REQUIREMENT:
Transcribe, without alteration, the line that includes "gray hair, find" and each line after it until the records end, omitting all that precede it.

DATA FOR REVIEW:
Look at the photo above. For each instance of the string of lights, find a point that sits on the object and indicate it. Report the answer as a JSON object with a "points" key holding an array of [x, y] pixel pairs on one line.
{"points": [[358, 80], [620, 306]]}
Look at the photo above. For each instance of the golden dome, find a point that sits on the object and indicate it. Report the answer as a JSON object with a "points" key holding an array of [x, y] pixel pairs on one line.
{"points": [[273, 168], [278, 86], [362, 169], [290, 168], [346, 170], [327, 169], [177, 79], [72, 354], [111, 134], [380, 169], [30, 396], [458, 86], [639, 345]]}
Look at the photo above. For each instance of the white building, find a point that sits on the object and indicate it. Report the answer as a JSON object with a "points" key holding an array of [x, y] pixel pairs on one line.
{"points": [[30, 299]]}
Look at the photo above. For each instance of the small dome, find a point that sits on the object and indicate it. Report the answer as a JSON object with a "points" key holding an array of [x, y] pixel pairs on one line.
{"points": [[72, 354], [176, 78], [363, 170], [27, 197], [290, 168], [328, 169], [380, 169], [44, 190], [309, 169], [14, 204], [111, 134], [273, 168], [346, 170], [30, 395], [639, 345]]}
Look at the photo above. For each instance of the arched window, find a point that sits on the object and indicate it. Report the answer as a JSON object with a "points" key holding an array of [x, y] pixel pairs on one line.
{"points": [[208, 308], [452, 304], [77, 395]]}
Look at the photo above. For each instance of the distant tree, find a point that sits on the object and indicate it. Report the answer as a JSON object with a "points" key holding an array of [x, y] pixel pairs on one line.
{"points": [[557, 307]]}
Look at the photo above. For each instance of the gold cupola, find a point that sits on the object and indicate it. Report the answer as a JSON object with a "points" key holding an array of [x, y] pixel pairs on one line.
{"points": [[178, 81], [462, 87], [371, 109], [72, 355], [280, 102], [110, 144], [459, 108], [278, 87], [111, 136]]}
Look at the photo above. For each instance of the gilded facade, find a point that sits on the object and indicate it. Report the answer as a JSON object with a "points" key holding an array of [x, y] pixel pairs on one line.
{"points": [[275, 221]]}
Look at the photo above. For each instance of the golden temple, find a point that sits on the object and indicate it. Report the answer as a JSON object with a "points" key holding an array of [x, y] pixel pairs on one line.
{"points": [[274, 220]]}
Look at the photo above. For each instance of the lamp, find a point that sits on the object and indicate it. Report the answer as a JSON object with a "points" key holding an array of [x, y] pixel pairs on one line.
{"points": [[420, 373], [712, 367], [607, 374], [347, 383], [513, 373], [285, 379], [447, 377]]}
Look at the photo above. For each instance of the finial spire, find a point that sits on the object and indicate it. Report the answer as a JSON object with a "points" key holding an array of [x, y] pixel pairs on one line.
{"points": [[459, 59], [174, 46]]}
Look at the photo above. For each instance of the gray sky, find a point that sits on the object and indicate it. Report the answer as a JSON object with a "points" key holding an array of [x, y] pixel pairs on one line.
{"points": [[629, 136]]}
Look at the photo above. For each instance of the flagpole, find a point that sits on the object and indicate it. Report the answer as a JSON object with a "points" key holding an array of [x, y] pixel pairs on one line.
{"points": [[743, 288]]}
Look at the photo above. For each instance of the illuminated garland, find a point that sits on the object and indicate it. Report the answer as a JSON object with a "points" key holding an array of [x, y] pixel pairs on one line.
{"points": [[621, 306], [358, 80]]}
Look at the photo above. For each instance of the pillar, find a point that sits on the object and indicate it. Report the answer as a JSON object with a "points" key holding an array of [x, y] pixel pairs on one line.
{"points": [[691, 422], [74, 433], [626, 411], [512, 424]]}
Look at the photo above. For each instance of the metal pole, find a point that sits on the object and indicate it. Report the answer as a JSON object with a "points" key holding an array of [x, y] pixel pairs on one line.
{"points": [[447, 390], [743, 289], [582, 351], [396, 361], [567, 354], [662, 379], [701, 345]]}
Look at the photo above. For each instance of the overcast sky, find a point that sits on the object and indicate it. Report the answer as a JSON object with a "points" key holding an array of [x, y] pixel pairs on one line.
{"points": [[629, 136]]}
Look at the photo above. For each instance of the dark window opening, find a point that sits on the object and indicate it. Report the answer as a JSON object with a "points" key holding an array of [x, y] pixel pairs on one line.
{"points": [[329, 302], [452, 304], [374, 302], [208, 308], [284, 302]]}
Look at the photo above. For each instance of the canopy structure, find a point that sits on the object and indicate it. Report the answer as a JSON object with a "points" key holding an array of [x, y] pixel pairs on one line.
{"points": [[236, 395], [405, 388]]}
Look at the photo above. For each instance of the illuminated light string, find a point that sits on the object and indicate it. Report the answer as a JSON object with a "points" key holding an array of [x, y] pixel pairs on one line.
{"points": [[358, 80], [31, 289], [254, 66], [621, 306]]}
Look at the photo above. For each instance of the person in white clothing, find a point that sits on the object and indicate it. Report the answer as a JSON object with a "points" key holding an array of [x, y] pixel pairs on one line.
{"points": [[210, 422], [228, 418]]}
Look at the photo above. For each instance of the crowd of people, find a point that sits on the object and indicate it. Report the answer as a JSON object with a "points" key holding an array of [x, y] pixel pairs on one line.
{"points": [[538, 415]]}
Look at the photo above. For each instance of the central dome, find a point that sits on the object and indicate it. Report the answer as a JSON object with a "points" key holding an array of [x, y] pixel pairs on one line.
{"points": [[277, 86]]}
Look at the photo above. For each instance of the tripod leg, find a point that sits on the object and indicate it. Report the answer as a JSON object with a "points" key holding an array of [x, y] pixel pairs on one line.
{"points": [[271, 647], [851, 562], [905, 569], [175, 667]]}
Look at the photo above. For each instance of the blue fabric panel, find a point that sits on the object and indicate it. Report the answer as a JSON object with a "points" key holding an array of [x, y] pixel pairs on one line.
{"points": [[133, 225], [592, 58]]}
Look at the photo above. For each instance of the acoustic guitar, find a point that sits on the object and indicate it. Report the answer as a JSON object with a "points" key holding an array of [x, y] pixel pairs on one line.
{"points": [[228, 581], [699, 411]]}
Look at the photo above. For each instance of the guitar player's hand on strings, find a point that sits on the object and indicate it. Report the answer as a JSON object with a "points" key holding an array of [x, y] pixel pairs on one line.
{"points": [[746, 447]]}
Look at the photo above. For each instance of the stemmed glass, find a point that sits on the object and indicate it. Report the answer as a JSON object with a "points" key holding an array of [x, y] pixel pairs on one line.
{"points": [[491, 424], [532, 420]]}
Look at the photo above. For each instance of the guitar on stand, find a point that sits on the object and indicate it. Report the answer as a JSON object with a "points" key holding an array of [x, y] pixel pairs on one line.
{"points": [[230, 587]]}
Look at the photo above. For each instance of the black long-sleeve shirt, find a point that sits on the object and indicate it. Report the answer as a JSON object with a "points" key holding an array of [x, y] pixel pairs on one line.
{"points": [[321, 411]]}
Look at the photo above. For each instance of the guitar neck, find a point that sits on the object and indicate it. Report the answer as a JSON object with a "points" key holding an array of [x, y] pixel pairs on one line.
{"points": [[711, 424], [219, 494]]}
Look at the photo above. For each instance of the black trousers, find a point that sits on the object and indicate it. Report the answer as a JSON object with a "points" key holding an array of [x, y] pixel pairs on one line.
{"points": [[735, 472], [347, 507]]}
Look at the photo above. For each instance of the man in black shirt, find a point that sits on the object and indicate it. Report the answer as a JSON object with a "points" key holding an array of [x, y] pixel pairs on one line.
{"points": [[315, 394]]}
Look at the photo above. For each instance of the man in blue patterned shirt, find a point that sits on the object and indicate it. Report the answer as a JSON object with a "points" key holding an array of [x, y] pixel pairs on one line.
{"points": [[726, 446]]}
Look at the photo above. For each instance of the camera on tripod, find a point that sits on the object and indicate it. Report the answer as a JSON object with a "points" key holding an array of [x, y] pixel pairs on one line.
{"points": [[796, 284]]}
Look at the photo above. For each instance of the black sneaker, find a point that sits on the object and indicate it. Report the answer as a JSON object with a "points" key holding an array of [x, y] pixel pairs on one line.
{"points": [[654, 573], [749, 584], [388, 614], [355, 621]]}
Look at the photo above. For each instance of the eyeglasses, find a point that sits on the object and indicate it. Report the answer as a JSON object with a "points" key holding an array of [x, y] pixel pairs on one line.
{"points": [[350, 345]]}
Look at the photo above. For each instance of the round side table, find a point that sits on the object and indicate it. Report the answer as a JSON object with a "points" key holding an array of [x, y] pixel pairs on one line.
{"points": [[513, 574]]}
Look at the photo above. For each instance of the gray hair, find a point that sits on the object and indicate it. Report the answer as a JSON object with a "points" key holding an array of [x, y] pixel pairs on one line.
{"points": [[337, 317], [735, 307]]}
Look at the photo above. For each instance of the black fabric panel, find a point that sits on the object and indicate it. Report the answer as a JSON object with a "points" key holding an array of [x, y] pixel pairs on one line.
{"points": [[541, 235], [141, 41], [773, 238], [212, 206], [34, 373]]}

EXERCISE RESPONSE:
Look at the photo above. For each instance of the gray hair, find a point that sits on the object and indicate it. Report the answer as a JSON object with a "points" key holding an array of [x, y] pixel pairs on one line.
{"points": [[337, 317], [735, 307]]}
Look at the photo above. For each instance of the black fabric panel, find a point that sits on the object and indicate it. Report the answer as a JSON object with a "points" key holding an array of [x, y] pixel pairs on one line.
{"points": [[541, 235], [141, 41], [773, 238], [212, 206], [34, 373]]}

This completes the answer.